_Data records_:
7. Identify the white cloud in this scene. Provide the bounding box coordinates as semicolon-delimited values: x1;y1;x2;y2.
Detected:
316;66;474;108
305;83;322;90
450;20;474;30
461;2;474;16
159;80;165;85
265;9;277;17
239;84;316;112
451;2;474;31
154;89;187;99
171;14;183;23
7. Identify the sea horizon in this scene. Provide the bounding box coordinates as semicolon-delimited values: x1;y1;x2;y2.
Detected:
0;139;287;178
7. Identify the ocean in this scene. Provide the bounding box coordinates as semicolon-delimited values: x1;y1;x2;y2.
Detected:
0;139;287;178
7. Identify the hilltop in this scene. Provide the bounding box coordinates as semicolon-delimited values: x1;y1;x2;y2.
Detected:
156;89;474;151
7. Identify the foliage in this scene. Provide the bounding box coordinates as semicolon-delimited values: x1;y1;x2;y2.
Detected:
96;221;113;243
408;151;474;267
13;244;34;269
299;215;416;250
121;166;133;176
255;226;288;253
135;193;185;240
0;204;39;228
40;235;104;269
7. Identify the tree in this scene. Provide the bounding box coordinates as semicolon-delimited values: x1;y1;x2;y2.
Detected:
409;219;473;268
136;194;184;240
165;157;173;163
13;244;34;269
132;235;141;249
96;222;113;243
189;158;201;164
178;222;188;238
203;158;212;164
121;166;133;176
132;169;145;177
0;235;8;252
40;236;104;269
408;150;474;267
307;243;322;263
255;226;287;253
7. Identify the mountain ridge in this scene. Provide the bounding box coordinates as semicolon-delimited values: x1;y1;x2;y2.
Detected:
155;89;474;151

_What you have to do_: Set each line down exactly, beginning at the one containing "7. Identify the ocean" and ending at the last line of the material above.

_Expected answer_:
7. Identify the ocean in this scene. Provide the bounding box coordinates as semicolon-delimited values: x1;y1;x2;y2.
Detected:
0;139;287;178
7. Identify the hilltop in this scene. Provide the bounding box coordinates as semicolon-delimited values: x1;y1;x2;y2.
Detected:
156;89;474;151
7. Identify the foliage in this scene. Provide the bounding box coordinates as semicolon-delimited values: x1;y1;x2;y2.
Detected:
96;221;113;243
408;151;474;267
13;244;34;269
299;215;416;250
121;166;133;176
255;226;288;253
135;193;185;240
0;204;39;228
40;235;104;269
7. Identify the tree in this scene. Provide the bounding box coordinates as semicolon-delimited values: x1;y1;x2;y2.
Detected:
409;219;473;268
136;194;184;240
165;157;173;163
13;244;34;269
132;235;141;249
96;222;113;243
189;158;201;164
178;222;188;238
203;158;212;164
121;166;133;176
132;169;145;177
0;235;8;252
40;236;104;269
408;150;474;267
307;243;322;263
255;226;287;253
7. Identify the mountain ridge in this scene. Provide the bounding box coordinates as semicolon-delimited values: x1;y1;x2;y2.
Detected:
155;89;474;151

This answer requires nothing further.